**What is needed**
Copy out the items below, swapping each "team-tracking workflow" for "crowd-tracking workflow" and keeping everything else the same.

**Supplied entries**
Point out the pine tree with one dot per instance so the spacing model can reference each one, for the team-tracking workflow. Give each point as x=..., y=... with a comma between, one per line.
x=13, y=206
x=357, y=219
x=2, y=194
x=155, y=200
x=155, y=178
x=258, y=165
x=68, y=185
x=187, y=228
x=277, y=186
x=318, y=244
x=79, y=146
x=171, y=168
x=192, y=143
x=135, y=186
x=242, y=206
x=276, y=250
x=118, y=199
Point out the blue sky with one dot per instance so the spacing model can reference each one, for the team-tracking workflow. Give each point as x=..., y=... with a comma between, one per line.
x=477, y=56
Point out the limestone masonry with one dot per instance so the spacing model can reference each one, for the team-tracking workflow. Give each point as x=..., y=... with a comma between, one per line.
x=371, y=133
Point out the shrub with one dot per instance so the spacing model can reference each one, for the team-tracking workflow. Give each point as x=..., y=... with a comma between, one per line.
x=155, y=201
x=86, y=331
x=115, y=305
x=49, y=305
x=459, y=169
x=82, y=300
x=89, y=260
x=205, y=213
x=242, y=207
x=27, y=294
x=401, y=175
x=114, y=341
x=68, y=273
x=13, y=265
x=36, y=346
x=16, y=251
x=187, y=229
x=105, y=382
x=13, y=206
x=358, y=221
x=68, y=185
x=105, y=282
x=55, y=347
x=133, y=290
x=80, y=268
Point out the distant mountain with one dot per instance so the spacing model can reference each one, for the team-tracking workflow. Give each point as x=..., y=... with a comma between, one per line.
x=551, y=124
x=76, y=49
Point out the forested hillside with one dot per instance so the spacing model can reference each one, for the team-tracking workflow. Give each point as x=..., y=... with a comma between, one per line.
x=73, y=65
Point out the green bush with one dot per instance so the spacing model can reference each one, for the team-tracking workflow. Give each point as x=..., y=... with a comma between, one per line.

**Reply to the task**
Point out the pine tree with one dot per instance so the spacing model can reference each one, for the crowd-tracking workflow. Give each point as x=..., y=... with a comma between, one per line.
x=13, y=206
x=357, y=219
x=2, y=194
x=155, y=200
x=155, y=178
x=258, y=165
x=68, y=185
x=187, y=228
x=277, y=186
x=318, y=244
x=79, y=146
x=171, y=168
x=192, y=143
x=135, y=186
x=242, y=206
x=276, y=250
x=118, y=199
Point out the blue sky with one dot per instance so the spacing model can reference each one, for the crowd-tracking workflow. Give each point as x=..., y=... with a comma between, one per line.
x=477, y=56
Point out the limestone masonry with one dot per instance so the spacing model can reference each one, for the crowd-tracking workflow. Give each point as x=..., y=... with a comma between, one per line.
x=371, y=133
Point out the shrub with one dot per instance so the spacing model can reference each one, for the crowd-tracking workflow. Give each point as x=..., y=... with a comma between, one per line.
x=155, y=201
x=86, y=331
x=115, y=305
x=49, y=305
x=459, y=169
x=82, y=300
x=89, y=260
x=205, y=213
x=242, y=207
x=27, y=294
x=401, y=175
x=114, y=341
x=68, y=273
x=13, y=265
x=36, y=346
x=16, y=251
x=187, y=229
x=105, y=382
x=13, y=206
x=358, y=221
x=68, y=185
x=105, y=282
x=55, y=347
x=133, y=290
x=80, y=268
Point out the distant mountain with one dot per instance so the spacing model can reference each one, for the crowd-tracking workflow. Give each point as x=..., y=... with a comma between, one per line.
x=551, y=124
x=76, y=49
Point out the forested hillside with one dot per instance so the spacing model can reference each one, for the crowd-tracking workflow. Give each point as x=..., y=... with a comma between, one per line.
x=73, y=65
Point out the green bush with one dot per instance so the spacing model can reference each one, for the crowd-tracking workflow. Give each point as x=..., y=... with a comma between, one per line.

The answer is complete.